Instruction A: In the listing, rewrite the part that opens with the line containing "dry stone wall -> outline every instance" and closes with the end of the listing, replacing "bare tree" with "leafless tree" and leaving everything else as it is.

Selection:
::::::
2. Light Detection Principle

With reference to FIGS. 4A to 4D, as one example of detection principle of light reflecting a target molecule, detection principle of a Raman scattered light will be described. As shown in FIG. 4A, a target molecule 1 (see FIG. 4D) which is a detection target to be adsorbed on the optical device 10 is irradiated with an incident light (frequency: ν). In general, most of the incident light is scattered as a Rayleigh scattered light, and the frequency ν or the wavelength of the Rayleigh scattered light does not change from that of the incident light. Part of the incident light is scattered as a Raman scattered light, and the frequency (ν−ν′ and ν+ν′) or the wavelength of the Raman scattered light reflects the frequency ν′ (molecular oscillation) of the target molecule 1. That is, the Raman scattered light is a light reflecting the target molecule 1 to be detected. Part of the incident light allows the target molecule 1 to oscillate and loses energy, but the oscillation energy of the target molecule 1 may be sometimes added to the oscillation energy or the light energy of the Raman scattered light. Such shift in frequency (ν′) is called Raman shift.

FIG. 4B shows an example of acetaldehyde as a fingerprint spectrum specific to a target molecule. By this fingerprint spectrum, the detected substance can be identified as aldehyde. However, the intensity of the Raman scattered light is very low, and therefore, it is difficult to detect a substance which is present only in a small amount.

As shown in FIG. 4D, in a region where the incident light is incident, an enhanced electric field 13 is formed in a gap between the adjacent metal particles 18. In particular, as shown in FIG. 4C, when the metal particle 18 smaller than the wavelength λ of an incident light is irradiated with the incident light, the electric field of the incident light acts on free electrons present on the surface of the metal particle 18 to cause resonance. Due to this, electric dipoles are excited in the metal particle 18 by the free electrons, and an enhanced electric field 13 whose strength is higher than the electric field of the incident light is formed. This is also referred to as localized surface plasmon resonance (LSPR). This phenomenon is a phenomenon specific to the metal particle 18 having a convex portion with a size of 1 to 500 nm which is smaller than the wavelength of the incident light.
::::::
[Records contained in a dataset]
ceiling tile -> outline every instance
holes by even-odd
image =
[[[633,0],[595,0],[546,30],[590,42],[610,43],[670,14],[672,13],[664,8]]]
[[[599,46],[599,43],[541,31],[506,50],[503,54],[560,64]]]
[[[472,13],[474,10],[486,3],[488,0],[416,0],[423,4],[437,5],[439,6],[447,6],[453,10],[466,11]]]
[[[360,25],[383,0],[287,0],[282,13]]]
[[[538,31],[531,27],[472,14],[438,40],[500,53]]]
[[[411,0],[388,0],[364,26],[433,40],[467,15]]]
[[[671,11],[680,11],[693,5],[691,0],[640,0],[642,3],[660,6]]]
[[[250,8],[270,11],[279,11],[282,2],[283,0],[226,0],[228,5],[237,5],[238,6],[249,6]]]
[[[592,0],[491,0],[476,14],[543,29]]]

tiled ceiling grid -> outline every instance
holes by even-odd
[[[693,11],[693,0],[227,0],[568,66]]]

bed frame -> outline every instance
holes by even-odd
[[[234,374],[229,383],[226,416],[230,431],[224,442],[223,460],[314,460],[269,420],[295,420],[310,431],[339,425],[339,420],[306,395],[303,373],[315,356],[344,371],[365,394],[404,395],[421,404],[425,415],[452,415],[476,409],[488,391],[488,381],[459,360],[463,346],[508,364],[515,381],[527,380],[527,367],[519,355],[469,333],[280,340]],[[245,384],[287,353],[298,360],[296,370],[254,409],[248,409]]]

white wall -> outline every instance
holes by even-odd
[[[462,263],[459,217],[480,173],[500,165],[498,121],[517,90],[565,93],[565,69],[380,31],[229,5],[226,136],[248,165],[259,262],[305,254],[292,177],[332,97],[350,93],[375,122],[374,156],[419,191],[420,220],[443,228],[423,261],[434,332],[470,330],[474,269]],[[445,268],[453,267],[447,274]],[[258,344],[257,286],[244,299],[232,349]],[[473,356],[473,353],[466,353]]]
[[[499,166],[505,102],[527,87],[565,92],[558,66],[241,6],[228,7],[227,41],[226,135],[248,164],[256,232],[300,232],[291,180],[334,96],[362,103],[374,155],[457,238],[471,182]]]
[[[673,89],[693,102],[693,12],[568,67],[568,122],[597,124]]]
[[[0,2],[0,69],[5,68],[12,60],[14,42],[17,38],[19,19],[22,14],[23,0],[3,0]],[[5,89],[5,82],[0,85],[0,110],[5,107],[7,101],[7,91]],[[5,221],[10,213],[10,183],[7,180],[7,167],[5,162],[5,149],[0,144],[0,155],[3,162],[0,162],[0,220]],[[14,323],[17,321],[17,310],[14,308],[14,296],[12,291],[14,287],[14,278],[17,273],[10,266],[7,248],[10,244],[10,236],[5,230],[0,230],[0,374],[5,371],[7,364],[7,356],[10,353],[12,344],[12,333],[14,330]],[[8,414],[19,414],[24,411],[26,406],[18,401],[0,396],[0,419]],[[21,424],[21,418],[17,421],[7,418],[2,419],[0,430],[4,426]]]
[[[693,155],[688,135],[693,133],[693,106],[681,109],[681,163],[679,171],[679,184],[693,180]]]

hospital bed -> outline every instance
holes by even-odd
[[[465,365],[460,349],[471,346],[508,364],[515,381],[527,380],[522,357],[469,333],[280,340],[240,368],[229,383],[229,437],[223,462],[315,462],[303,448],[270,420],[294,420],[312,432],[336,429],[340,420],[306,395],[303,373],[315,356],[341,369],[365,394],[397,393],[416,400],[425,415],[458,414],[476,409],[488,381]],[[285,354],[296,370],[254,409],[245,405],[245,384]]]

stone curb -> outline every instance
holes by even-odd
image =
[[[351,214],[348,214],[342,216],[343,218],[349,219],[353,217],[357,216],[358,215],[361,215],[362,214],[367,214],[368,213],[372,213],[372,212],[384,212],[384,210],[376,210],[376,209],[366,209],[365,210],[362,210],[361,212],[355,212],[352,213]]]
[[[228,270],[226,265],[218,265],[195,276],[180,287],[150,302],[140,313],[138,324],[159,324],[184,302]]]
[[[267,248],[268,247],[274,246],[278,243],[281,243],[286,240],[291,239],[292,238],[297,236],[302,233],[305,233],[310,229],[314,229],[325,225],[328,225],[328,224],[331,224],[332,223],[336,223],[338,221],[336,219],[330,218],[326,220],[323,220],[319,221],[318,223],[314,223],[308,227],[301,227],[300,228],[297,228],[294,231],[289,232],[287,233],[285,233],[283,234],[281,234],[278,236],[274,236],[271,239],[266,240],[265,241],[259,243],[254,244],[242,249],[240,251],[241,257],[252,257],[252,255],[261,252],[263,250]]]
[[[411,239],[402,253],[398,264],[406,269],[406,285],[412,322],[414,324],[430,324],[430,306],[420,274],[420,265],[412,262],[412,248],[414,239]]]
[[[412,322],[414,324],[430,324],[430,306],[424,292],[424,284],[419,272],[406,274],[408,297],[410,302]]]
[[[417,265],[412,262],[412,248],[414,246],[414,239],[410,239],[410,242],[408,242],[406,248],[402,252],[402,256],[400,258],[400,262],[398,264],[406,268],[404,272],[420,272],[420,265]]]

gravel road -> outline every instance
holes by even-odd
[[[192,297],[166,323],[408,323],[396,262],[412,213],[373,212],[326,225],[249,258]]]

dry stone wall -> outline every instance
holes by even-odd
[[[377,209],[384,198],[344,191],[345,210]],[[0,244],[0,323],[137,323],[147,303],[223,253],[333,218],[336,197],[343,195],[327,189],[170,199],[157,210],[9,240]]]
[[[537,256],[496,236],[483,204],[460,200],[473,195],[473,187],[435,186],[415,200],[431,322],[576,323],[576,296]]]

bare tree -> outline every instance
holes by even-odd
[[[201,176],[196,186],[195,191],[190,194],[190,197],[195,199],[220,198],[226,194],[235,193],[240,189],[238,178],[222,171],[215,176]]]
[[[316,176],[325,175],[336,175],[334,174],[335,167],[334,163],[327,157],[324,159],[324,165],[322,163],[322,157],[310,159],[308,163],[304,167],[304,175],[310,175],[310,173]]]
::::::
Instruction B:
Answer these questions from the light detection principle text:
(i) Which substance does FIG. 4B use as an example of a fingerprint spectrum?
(ii) What is the shift in frequency (ν′) called?
(iii) By what other name is the formation of the enhanced electric field in the metal particle referred to?

Finished answer A:
dry stone wall -> outline every instance
holes by even-odd
[[[377,209],[384,198],[344,191],[345,210]],[[0,244],[0,323],[137,323],[147,303],[223,253],[333,218],[336,197],[343,195],[327,189],[170,199],[157,210],[9,240]]]
[[[537,256],[496,236],[483,204],[460,200],[473,195],[473,187],[435,186],[415,200],[431,322],[576,323],[576,296]]]

leafless tree -> outline every instance
holes by even-odd
[[[201,176],[196,186],[195,191],[190,194],[190,197],[195,199],[220,198],[226,194],[235,193],[240,189],[238,178],[222,171],[215,176]]]
[[[316,176],[325,175],[336,175],[334,174],[335,167],[334,163],[327,157],[324,159],[324,165],[322,163],[322,157],[310,159],[308,163],[304,167],[304,175],[310,175],[310,173]]]

Finished answer B:
(i) Acetaldehyde.
(ii) Raman shift.
(iii) Localized surface plasmon resonance (LSPR).